Locate all lines in the data below that hold "tall" and show them.

Free-text object descriptions
- - -

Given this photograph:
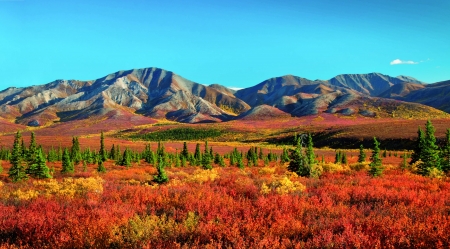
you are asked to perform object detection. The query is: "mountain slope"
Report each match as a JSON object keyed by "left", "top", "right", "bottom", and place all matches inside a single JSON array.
[{"left": 0, "top": 67, "right": 250, "bottom": 125}]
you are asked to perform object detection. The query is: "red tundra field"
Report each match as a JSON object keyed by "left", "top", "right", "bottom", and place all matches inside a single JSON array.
[{"left": 0, "top": 116, "right": 449, "bottom": 248}]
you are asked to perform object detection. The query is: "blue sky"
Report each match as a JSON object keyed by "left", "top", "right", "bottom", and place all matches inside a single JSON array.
[{"left": 1, "top": 0, "right": 449, "bottom": 90}]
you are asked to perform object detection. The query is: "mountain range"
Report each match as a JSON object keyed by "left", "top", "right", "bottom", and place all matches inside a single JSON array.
[{"left": 0, "top": 67, "right": 448, "bottom": 126}]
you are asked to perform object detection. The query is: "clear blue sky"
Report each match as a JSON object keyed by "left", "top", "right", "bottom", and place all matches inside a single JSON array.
[{"left": 1, "top": 0, "right": 449, "bottom": 90}]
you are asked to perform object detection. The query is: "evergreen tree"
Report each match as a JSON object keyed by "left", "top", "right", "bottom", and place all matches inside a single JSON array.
[
  {"left": 0, "top": 160, "right": 3, "bottom": 174},
  {"left": 335, "top": 151, "right": 342, "bottom": 164},
  {"left": 306, "top": 134, "right": 315, "bottom": 165},
  {"left": 342, "top": 153, "right": 348, "bottom": 165},
  {"left": 358, "top": 144, "right": 366, "bottom": 163},
  {"left": 153, "top": 156, "right": 169, "bottom": 184},
  {"left": 194, "top": 143, "right": 201, "bottom": 161},
  {"left": 411, "top": 127, "right": 425, "bottom": 164},
  {"left": 70, "top": 137, "right": 82, "bottom": 165},
  {"left": 281, "top": 147, "right": 290, "bottom": 163},
  {"left": 121, "top": 148, "right": 132, "bottom": 167},
  {"left": 9, "top": 131, "right": 28, "bottom": 182},
  {"left": 237, "top": 155, "right": 244, "bottom": 169},
  {"left": 27, "top": 132, "right": 38, "bottom": 166},
  {"left": 201, "top": 151, "right": 212, "bottom": 170},
  {"left": 442, "top": 128, "right": 450, "bottom": 173},
  {"left": 99, "top": 132, "right": 107, "bottom": 162},
  {"left": 181, "top": 142, "right": 189, "bottom": 159},
  {"left": 418, "top": 120, "right": 441, "bottom": 175},
  {"left": 97, "top": 160, "right": 106, "bottom": 173},
  {"left": 83, "top": 160, "right": 87, "bottom": 172},
  {"left": 369, "top": 137, "right": 383, "bottom": 177},
  {"left": 61, "top": 148, "right": 74, "bottom": 173},
  {"left": 401, "top": 152, "right": 408, "bottom": 171},
  {"left": 382, "top": 149, "right": 387, "bottom": 158},
  {"left": 287, "top": 142, "right": 309, "bottom": 177},
  {"left": 31, "top": 148, "right": 52, "bottom": 179},
  {"left": 109, "top": 144, "right": 116, "bottom": 160}
]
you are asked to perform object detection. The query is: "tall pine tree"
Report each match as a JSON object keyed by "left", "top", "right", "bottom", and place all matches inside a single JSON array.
[
  {"left": 410, "top": 127, "right": 425, "bottom": 164},
  {"left": 61, "top": 148, "right": 74, "bottom": 173},
  {"left": 358, "top": 144, "right": 366, "bottom": 163},
  {"left": 9, "top": 131, "right": 28, "bottom": 182},
  {"left": 417, "top": 120, "right": 441, "bottom": 175},
  {"left": 99, "top": 131, "right": 107, "bottom": 162},
  {"left": 442, "top": 129, "right": 450, "bottom": 173},
  {"left": 369, "top": 137, "right": 383, "bottom": 177}
]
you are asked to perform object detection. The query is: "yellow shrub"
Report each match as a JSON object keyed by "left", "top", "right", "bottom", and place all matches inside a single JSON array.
[
  {"left": 184, "top": 211, "right": 199, "bottom": 232},
  {"left": 261, "top": 177, "right": 306, "bottom": 195},
  {"left": 428, "top": 168, "right": 444, "bottom": 179},
  {"left": 322, "top": 162, "right": 347, "bottom": 173},
  {"left": 349, "top": 162, "right": 369, "bottom": 171},
  {"left": 259, "top": 167, "right": 276, "bottom": 175},
  {"left": 187, "top": 169, "right": 219, "bottom": 184},
  {"left": 33, "top": 177, "right": 104, "bottom": 198},
  {"left": 10, "top": 189, "right": 39, "bottom": 201}
]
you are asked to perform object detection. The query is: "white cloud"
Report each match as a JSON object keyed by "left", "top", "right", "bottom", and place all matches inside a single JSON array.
[
  {"left": 228, "top": 87, "right": 243, "bottom": 90},
  {"left": 390, "top": 59, "right": 419, "bottom": 65}
]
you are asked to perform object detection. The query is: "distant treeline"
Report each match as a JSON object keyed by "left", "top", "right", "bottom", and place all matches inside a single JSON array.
[{"left": 131, "top": 127, "right": 223, "bottom": 141}]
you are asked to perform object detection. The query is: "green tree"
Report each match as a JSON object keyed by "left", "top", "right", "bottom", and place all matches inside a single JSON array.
[
  {"left": 201, "top": 151, "right": 212, "bottom": 170},
  {"left": 194, "top": 143, "right": 201, "bottom": 161},
  {"left": 281, "top": 147, "right": 290, "bottom": 163},
  {"left": 181, "top": 142, "right": 189, "bottom": 159},
  {"left": 9, "top": 131, "right": 28, "bottom": 182},
  {"left": 61, "top": 148, "right": 74, "bottom": 173},
  {"left": 153, "top": 156, "right": 169, "bottom": 184},
  {"left": 99, "top": 131, "right": 107, "bottom": 162},
  {"left": 442, "top": 129, "right": 450, "bottom": 173},
  {"left": 306, "top": 134, "right": 315, "bottom": 166},
  {"left": 121, "top": 148, "right": 132, "bottom": 167},
  {"left": 418, "top": 120, "right": 441, "bottom": 175},
  {"left": 31, "top": 148, "right": 52, "bottom": 179},
  {"left": 369, "top": 137, "right": 383, "bottom": 177},
  {"left": 97, "top": 160, "right": 106, "bottom": 173},
  {"left": 287, "top": 141, "right": 309, "bottom": 177},
  {"left": 71, "top": 137, "right": 82, "bottom": 165},
  {"left": 410, "top": 127, "right": 425, "bottom": 164},
  {"left": 358, "top": 144, "right": 366, "bottom": 163}
]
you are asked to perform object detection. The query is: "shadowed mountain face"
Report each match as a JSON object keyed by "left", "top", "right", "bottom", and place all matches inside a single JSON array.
[
  {"left": 0, "top": 68, "right": 447, "bottom": 126},
  {"left": 379, "top": 80, "right": 450, "bottom": 113}
]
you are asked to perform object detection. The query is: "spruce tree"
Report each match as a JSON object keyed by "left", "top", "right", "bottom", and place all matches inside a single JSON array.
[
  {"left": 32, "top": 148, "right": 52, "bottom": 179},
  {"left": 9, "top": 131, "right": 28, "bottom": 182},
  {"left": 281, "top": 147, "right": 290, "bottom": 163},
  {"left": 109, "top": 144, "right": 116, "bottom": 160},
  {"left": 201, "top": 151, "right": 212, "bottom": 170},
  {"left": 153, "top": 156, "right": 169, "bottom": 184},
  {"left": 97, "top": 160, "right": 106, "bottom": 173},
  {"left": 418, "top": 120, "right": 441, "bottom": 175},
  {"left": 194, "top": 143, "right": 201, "bottom": 161},
  {"left": 306, "top": 134, "right": 315, "bottom": 166},
  {"left": 61, "top": 148, "right": 74, "bottom": 173},
  {"left": 358, "top": 144, "right": 366, "bottom": 163},
  {"left": 99, "top": 132, "right": 107, "bottom": 162},
  {"left": 342, "top": 153, "right": 348, "bottom": 165},
  {"left": 411, "top": 127, "right": 425, "bottom": 164},
  {"left": 181, "top": 142, "right": 189, "bottom": 159},
  {"left": 287, "top": 142, "right": 309, "bottom": 177},
  {"left": 71, "top": 137, "right": 82, "bottom": 165},
  {"left": 121, "top": 148, "right": 132, "bottom": 167},
  {"left": 369, "top": 137, "right": 383, "bottom": 177},
  {"left": 442, "top": 129, "right": 450, "bottom": 173}
]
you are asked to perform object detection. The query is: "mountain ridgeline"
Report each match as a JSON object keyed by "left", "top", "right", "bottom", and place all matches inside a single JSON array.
[{"left": 0, "top": 68, "right": 448, "bottom": 125}]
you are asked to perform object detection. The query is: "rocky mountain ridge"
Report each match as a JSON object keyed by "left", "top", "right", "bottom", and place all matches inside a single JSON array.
[{"left": 0, "top": 67, "right": 447, "bottom": 125}]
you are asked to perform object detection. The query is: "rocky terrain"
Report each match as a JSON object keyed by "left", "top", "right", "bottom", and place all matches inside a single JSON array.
[{"left": 0, "top": 67, "right": 448, "bottom": 126}]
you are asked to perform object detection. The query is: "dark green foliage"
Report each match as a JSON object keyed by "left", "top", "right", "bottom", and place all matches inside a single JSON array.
[
  {"left": 97, "top": 160, "right": 106, "bottom": 173},
  {"left": 201, "top": 151, "right": 212, "bottom": 170},
  {"left": 153, "top": 156, "right": 169, "bottom": 184},
  {"left": 306, "top": 134, "right": 315, "bottom": 166},
  {"left": 9, "top": 132, "right": 28, "bottom": 182},
  {"left": 70, "top": 137, "right": 82, "bottom": 165},
  {"left": 47, "top": 146, "right": 58, "bottom": 163},
  {"left": 369, "top": 137, "right": 383, "bottom": 177},
  {"left": 342, "top": 153, "right": 348, "bottom": 165},
  {"left": 181, "top": 142, "right": 189, "bottom": 159},
  {"left": 258, "top": 147, "right": 263, "bottom": 160},
  {"left": 31, "top": 148, "right": 52, "bottom": 179},
  {"left": 194, "top": 143, "right": 201, "bottom": 161},
  {"left": 237, "top": 155, "right": 244, "bottom": 169},
  {"left": 83, "top": 160, "right": 87, "bottom": 172},
  {"left": 132, "top": 127, "right": 223, "bottom": 141},
  {"left": 287, "top": 143, "right": 309, "bottom": 177},
  {"left": 61, "top": 148, "right": 74, "bottom": 173},
  {"left": 335, "top": 150, "right": 342, "bottom": 164},
  {"left": 358, "top": 145, "right": 366, "bottom": 163},
  {"left": 382, "top": 149, "right": 387, "bottom": 158},
  {"left": 157, "top": 141, "right": 166, "bottom": 158},
  {"left": 410, "top": 127, "right": 425, "bottom": 164},
  {"left": 281, "top": 147, "right": 290, "bottom": 163},
  {"left": 417, "top": 120, "right": 441, "bottom": 175},
  {"left": 401, "top": 152, "right": 408, "bottom": 171},
  {"left": 442, "top": 129, "right": 450, "bottom": 173},
  {"left": 120, "top": 148, "right": 132, "bottom": 167},
  {"left": 109, "top": 144, "right": 116, "bottom": 160},
  {"left": 100, "top": 132, "right": 107, "bottom": 162},
  {"left": 0, "top": 160, "right": 3, "bottom": 174}
]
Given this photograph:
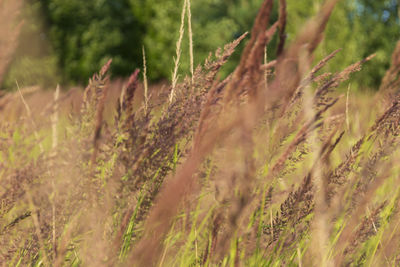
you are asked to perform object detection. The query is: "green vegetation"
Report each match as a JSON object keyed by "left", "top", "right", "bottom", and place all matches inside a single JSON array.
[
  {"left": 1, "top": 0, "right": 400, "bottom": 266},
  {"left": 38, "top": 0, "right": 145, "bottom": 82},
  {"left": 3, "top": 0, "right": 398, "bottom": 88}
]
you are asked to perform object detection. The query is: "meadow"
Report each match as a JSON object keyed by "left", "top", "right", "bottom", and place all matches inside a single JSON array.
[{"left": 1, "top": 0, "right": 400, "bottom": 266}]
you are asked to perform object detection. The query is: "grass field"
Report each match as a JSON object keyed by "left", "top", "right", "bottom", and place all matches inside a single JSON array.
[{"left": 1, "top": 0, "right": 400, "bottom": 266}]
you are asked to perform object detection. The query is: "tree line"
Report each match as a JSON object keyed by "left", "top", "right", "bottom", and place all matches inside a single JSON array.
[{"left": 4, "top": 0, "right": 399, "bottom": 89}]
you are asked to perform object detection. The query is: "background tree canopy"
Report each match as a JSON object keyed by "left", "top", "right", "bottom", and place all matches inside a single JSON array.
[{"left": 3, "top": 0, "right": 399, "bottom": 89}]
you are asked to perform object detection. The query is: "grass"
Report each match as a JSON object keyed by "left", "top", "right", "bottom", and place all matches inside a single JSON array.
[{"left": 1, "top": 0, "right": 400, "bottom": 266}]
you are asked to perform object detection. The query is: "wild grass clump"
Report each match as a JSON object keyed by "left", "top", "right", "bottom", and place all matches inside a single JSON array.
[{"left": 1, "top": 0, "right": 400, "bottom": 266}]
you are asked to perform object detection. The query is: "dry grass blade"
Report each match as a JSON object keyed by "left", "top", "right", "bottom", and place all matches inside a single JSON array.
[
  {"left": 282, "top": 49, "right": 342, "bottom": 116},
  {"left": 380, "top": 40, "right": 400, "bottom": 102},
  {"left": 170, "top": 0, "right": 188, "bottom": 102},
  {"left": 277, "top": 0, "right": 287, "bottom": 57}
]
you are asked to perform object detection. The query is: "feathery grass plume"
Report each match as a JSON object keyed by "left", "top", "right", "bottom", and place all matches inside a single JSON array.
[
  {"left": 261, "top": 50, "right": 343, "bottom": 187},
  {"left": 72, "top": 59, "right": 113, "bottom": 167},
  {"left": 91, "top": 62, "right": 112, "bottom": 165},
  {"left": 41, "top": 61, "right": 115, "bottom": 265},
  {"left": 299, "top": 47, "right": 331, "bottom": 266},
  {"left": 263, "top": 173, "right": 313, "bottom": 241},
  {"left": 263, "top": 55, "right": 395, "bottom": 251},
  {"left": 314, "top": 54, "right": 375, "bottom": 110},
  {"left": 119, "top": 38, "right": 247, "bottom": 264},
  {"left": 119, "top": 69, "right": 140, "bottom": 121},
  {"left": 349, "top": 138, "right": 398, "bottom": 209},
  {"left": 328, "top": 92, "right": 400, "bottom": 193},
  {"left": 223, "top": 0, "right": 275, "bottom": 103},
  {"left": 329, "top": 96, "right": 400, "bottom": 264},
  {"left": 119, "top": 37, "right": 245, "bottom": 194},
  {"left": 272, "top": 0, "right": 339, "bottom": 106},
  {"left": 1, "top": 211, "right": 31, "bottom": 234},
  {"left": 231, "top": 3, "right": 342, "bottom": 178},
  {"left": 342, "top": 203, "right": 386, "bottom": 264},
  {"left": 270, "top": 93, "right": 341, "bottom": 179},
  {"left": 130, "top": 1, "right": 340, "bottom": 264},
  {"left": 333, "top": 154, "right": 397, "bottom": 266},
  {"left": 263, "top": 90, "right": 400, "bottom": 263},
  {"left": 131, "top": 1, "right": 346, "bottom": 264},
  {"left": 369, "top": 96, "right": 400, "bottom": 137},
  {"left": 375, "top": 190, "right": 400, "bottom": 263},
  {"left": 379, "top": 40, "right": 400, "bottom": 98},
  {"left": 263, "top": 130, "right": 344, "bottom": 246},
  {"left": 5, "top": 0, "right": 400, "bottom": 265},
  {"left": 82, "top": 59, "right": 112, "bottom": 111},
  {"left": 0, "top": 0, "right": 22, "bottom": 85},
  {"left": 129, "top": 33, "right": 252, "bottom": 267},
  {"left": 190, "top": 32, "right": 247, "bottom": 149},
  {"left": 259, "top": 53, "right": 373, "bottom": 254},
  {"left": 170, "top": 0, "right": 188, "bottom": 103},
  {"left": 0, "top": 90, "right": 51, "bottom": 263},
  {"left": 79, "top": 59, "right": 113, "bottom": 145}
]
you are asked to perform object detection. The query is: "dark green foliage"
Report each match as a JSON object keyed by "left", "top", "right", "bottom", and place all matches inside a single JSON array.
[
  {"left": 37, "top": 0, "right": 145, "bottom": 83},
  {"left": 131, "top": 0, "right": 278, "bottom": 80},
  {"left": 352, "top": 0, "right": 399, "bottom": 88},
  {"left": 17, "top": 0, "right": 398, "bottom": 89},
  {"left": 288, "top": 0, "right": 399, "bottom": 89}
]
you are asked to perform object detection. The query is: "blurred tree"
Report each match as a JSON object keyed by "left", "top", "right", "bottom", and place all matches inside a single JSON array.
[
  {"left": 2, "top": 1, "right": 61, "bottom": 90},
  {"left": 351, "top": 0, "right": 399, "bottom": 88},
  {"left": 37, "top": 0, "right": 145, "bottom": 83},
  {"left": 129, "top": 0, "right": 279, "bottom": 80},
  {"left": 286, "top": 0, "right": 399, "bottom": 89},
  {"left": 18, "top": 0, "right": 398, "bottom": 89},
  {"left": 128, "top": 0, "right": 400, "bottom": 88}
]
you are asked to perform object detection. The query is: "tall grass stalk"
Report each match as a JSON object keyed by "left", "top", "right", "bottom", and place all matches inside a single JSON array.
[
  {"left": 51, "top": 84, "right": 60, "bottom": 260},
  {"left": 187, "top": 0, "right": 194, "bottom": 86},
  {"left": 142, "top": 46, "right": 149, "bottom": 112},
  {"left": 16, "top": 80, "right": 44, "bottom": 153},
  {"left": 300, "top": 48, "right": 331, "bottom": 267},
  {"left": 264, "top": 45, "right": 268, "bottom": 91},
  {"left": 169, "top": 0, "right": 188, "bottom": 103},
  {"left": 346, "top": 83, "right": 351, "bottom": 132}
]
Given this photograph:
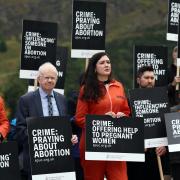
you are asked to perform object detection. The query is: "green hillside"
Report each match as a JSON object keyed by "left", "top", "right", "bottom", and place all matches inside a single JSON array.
[{"left": 0, "top": 0, "right": 177, "bottom": 118}]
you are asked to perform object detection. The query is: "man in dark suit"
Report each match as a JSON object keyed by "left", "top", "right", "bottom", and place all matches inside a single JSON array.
[{"left": 16, "top": 62, "right": 75, "bottom": 180}]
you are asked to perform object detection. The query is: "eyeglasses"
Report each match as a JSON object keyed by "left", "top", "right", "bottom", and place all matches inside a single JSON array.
[{"left": 40, "top": 76, "right": 57, "bottom": 81}]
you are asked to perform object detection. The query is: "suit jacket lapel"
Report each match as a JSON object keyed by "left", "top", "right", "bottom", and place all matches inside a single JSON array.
[
  {"left": 54, "top": 93, "right": 62, "bottom": 116},
  {"left": 33, "top": 89, "right": 44, "bottom": 116}
]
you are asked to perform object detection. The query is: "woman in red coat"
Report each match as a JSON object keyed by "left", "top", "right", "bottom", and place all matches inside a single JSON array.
[
  {"left": 0, "top": 96, "right": 9, "bottom": 142},
  {"left": 75, "top": 52, "right": 130, "bottom": 180}
]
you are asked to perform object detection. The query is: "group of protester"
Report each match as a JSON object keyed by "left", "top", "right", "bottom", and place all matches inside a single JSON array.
[{"left": 0, "top": 47, "right": 179, "bottom": 180}]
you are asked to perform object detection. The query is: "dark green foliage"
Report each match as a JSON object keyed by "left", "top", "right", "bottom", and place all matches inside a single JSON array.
[
  {"left": 0, "top": 37, "right": 7, "bottom": 52},
  {"left": 0, "top": 71, "right": 27, "bottom": 119},
  {"left": 0, "top": 0, "right": 177, "bottom": 117},
  {"left": 107, "top": 24, "right": 173, "bottom": 92}
]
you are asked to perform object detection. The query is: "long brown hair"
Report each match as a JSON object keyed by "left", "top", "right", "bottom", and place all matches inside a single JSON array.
[{"left": 81, "top": 52, "right": 112, "bottom": 102}]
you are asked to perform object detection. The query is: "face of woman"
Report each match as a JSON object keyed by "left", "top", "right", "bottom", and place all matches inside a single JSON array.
[{"left": 95, "top": 55, "right": 111, "bottom": 81}]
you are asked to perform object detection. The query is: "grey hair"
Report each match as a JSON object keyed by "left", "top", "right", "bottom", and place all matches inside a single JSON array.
[{"left": 37, "top": 62, "right": 58, "bottom": 77}]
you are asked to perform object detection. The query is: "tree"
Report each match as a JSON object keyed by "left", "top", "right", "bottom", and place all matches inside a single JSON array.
[{"left": 0, "top": 71, "right": 27, "bottom": 119}]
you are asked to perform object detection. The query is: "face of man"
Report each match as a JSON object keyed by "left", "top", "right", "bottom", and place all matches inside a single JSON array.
[
  {"left": 137, "top": 71, "right": 155, "bottom": 88},
  {"left": 38, "top": 68, "right": 58, "bottom": 94}
]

- - -

◆ Result
you are asked to perform object detection. The query is: "tall pine tree"
you are asked to perform object detection. The query is: "tall grass stalk"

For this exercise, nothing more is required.